Update the records below by replacing each occurrence of "thickest part" with "widest part", leaving every other character as it is.
## begin ENTRIES
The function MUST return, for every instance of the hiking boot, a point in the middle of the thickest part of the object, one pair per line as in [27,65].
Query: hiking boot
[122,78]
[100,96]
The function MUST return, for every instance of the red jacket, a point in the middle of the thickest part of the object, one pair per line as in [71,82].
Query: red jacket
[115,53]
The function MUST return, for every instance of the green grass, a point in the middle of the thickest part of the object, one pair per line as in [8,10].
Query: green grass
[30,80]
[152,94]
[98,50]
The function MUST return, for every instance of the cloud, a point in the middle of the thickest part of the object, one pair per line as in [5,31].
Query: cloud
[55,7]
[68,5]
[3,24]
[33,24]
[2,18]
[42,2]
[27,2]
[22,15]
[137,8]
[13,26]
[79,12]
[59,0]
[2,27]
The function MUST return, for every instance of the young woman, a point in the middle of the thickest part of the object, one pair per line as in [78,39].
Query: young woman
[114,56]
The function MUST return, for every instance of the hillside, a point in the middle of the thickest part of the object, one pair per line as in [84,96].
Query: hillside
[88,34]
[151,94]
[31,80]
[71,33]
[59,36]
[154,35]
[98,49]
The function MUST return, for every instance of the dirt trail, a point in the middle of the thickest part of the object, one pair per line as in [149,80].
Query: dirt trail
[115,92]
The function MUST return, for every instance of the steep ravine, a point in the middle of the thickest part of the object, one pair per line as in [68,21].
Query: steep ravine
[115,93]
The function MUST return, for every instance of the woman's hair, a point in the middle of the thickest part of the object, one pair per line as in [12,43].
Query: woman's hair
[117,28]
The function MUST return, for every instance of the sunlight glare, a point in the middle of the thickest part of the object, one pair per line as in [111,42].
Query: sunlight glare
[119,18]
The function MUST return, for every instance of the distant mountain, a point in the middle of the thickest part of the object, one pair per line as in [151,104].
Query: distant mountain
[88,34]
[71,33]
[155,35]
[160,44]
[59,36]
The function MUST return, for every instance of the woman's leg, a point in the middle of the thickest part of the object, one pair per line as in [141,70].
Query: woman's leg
## end ENTRIES
OUTPUT:
The function MUST return, for every instance of the hiking boot, a point in the middle of the widest part of the object, one pair per line as in [27,65].
Query: hiking boot
[122,78]
[100,96]
The function MUST return, for every instance of the red jacket, a point in the middle of the widest part of the object, one pair per line as in [71,82].
Query: red jacket
[115,53]
The function MUST return, for every instance of the green grass, a point in the middle of the widest part of the object, one pair per line as in [8,10].
Query: green grass
[30,80]
[152,94]
[98,50]
The function MUST return, for every instance of the cloud, a point in the middle of the widest part of the object, one pair per line as in [5,31].
Query: cloud
[55,7]
[68,5]
[3,24]
[33,24]
[2,18]
[42,2]
[27,2]
[22,15]
[137,8]
[13,26]
[79,12]
[59,0]
[2,27]
The function MUST return, for every instance of the young woman, a point in the middle of the widest part of the object, one pair per line as in [78,39].
Query: young woman
[114,56]
The function MUST return, for every instance of the hillside, a point in the middle of the widest part of the object, one pair per line as in [84,96].
Query: hillside
[88,34]
[151,94]
[31,80]
[71,33]
[59,36]
[154,35]
[98,49]
The function MUST return, for every instance of the dirt trail, a point in the middle of the widest part of the object, one pair per line as in [149,80].
Query: dirt trail
[115,92]
The function MUST return, for every instance of the steep ravine, a point in the middle of the widest part of the object, one pair per line as in [68,21].
Query: steep ravine
[115,93]
The function MUST return, for every instance of the woman's hair, a point in the middle of the widest part of the object, one pair per line as in [12,43].
Query: woman's hair
[117,28]
The function MUST return, for every instance of the sunlight glare, a point in the middle of the widest part of the object, one pair per line as in [111,42].
Query: sunlight glare
[119,18]
The function MUST return, for every instance of the distant mountain, a point in the middle of the widest part of the object, one pair per line as in [151,104].
Query: distant mountain
[88,34]
[71,33]
[155,35]
[160,44]
[59,36]
The function MUST return, for every instance of the woman's leg, a point in the middle of the widest part of the object, one pair per line as in [141,70].
Query: woman's leg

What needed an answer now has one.